» **SET OF TASKS**
1) Write out the part of the Winter Run article from "Lindsey was keen" to "during the 1960s.".
2) In the Winter Run article, what illness was Peter Gurnhill diagnosed with?
3) Extend the Winter Run article past its final sentence.
Top of PAGE EXCERPT
Ramsbottom mum gives cancer the cold shoulder
17th October 2015
A Ramsbottom mum is urging people to swap their slippers for trainers by taking part in the Cancer Research UK Manchester Winter Run.
Mum-of-one, Lindsey Lyons, is running in the unique 10k event, which takes place in the city for the first time on Sunday February 28 and is urging men and women of all abilities to join her.
For those looking to get fitter in 2016, the Winter Run is the perfect New Year challenge. Taking on the event could also provide seasoned runners with the motivation to banish the winter blues and keep training during the cold weather – all in aid of a good cause.
The event’s special wintry features include falling snow and hugs from friendly ‘polar bears’ on the finish line, providing an added incentive to conquer the cold for Cancer Research UK.
Lindsey, aged 39, hopes as many people as possible across the North West will embrace the new challenge and help to raise vital funds for life-saving research.
Lindsey was keen to take part as she lost her dad to cancer. She also wanted to “get fit at 40” as she celebrates the milestone birthday in January. Peter Gurnhill became ill aged 58 when he started to suffer with breathlessness. He had always had physical jobs and been fairly fit.
Following a visit to the GP, he was sent to hospital where fluid was drained from his lungs. A consultant at Trafford General Hospital immediately suspected the problem and Peter was diagnosed with mesothelioma. He had worked as a young apprentice boiler engineer and the consultant believed Peter must have been exposed to asbestos during the 1960s.
Peter was sent to Leicester for specialist surgery. But the treatment was unsuccessful and he died less than a year after the diagnosis aged 59.
Lindsey had discovered she was pregnant with her first baby while her dad was fighting cancer. She gave birth to baby Clarissa in February 2007 just the day after her dad had died. It was a particularly difficult time for the whole family, including Lindsey’s mum, who had been with her dad for 38 years.
Bottom of PAGE EXCERPT
Top of EXERCISE DATA
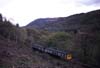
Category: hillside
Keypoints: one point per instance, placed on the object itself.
(16, 42)
(67, 23)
Bottom of EXERCISE DATA
» **ANSWER LIST**
1)
Lindsey was keen to take part as she lost her dad to cancer. She also wanted to “get fit at 40” as she celebrates the milestone birthday in January. Peter Gurnhill became ill aged 58 when he started to suffer with breathlessness. He had always had physical jobs and been fairly fit.
Following a visit to the GP, he was sent to hospital where fluid was drained from his lungs. A consultant at Trafford General Hospital immediately suspected the problem and Peter was diagnosed with mesothelioma. He had worked as a young apprentice boiler engineer and the consultant believed Peter must have been exposed to asbestos during the 1960s.

2) Mesothelioma.

3)
Lindsey, who is married to Jonathan, concentrated her energies on Clarissa while her older brother looked after their grieving mum.
Lindsey, who works as a dispatch clerk in Chadderton, Oldham, said: “I’m not a natural runner, so taking part in Winter Run will prove a real challenge for me!
“Losing my dad at such a young age was shocking and it’s heartbreaking that he never got to meet Clarissa who is now aged eight.
“By raising money through the Winter Run, I want to help Cancer Research UK fund research which will help save more lives in the future.
“The cold won’t put me off because I know the money I’m raising is helping to bring forward the day when all cancers are cured. That’s what will keep me going come rain, shine or blizzard!”
The Cancer Research UK Winter Run Series takes place in Manchester, Liverpool and London and encourages people to keep running throughout the winter by taking on a 10k, whilst raising money for research to help beat 200 types of cancer.
In Manchester, the closed road route will be transformed into a winter wonderland which takes place in and around the Etihad Campus.
Jane Bullock, Cancer Research UK’s spokesperson for the North West, said: “We’re so excited that the Winter Run is taking place in Manchester for the first time and hope to see an avalanche of support for this unique new event.
“Every year around 39,400 people in the North West are diagnosed with cancer*, so we need as many people as possible to sign up.
“Now that the clocks have gone back, it’s all too tempting to put the exercise regime on ice and hibernate until spring.
“But cancer never sleeps, so we need people to sign up now to brave the elements for Cancer Research UK. They will be able to bask in the knowledge that they’re raising vital funds for research, which is helping more men, women and children in the North West and across the UK survive.”
Organisers, Human Race – the UK’s largest mass participation event company – hope the Winter Run in Manchester will raise hundreds of thousands of pounds for the charity.
Cancer survival rates have doubled since the 1970s and Cancer Research UK’s work has been at the heart of that progress. But more funds and more supporters are needed to help beat cancer sooner.
Jane Bullock continued: “Sadly, most of us know someone whose life has been touched by cancer. One in two of us in the UK will be diagnosed with the disease at some point in our lives. And that’s why we urgently need people to enter the Manchester Winter Run.
“Our aim is that one day everyone will beat cancer. The more research we fund, the sooner that day will come.”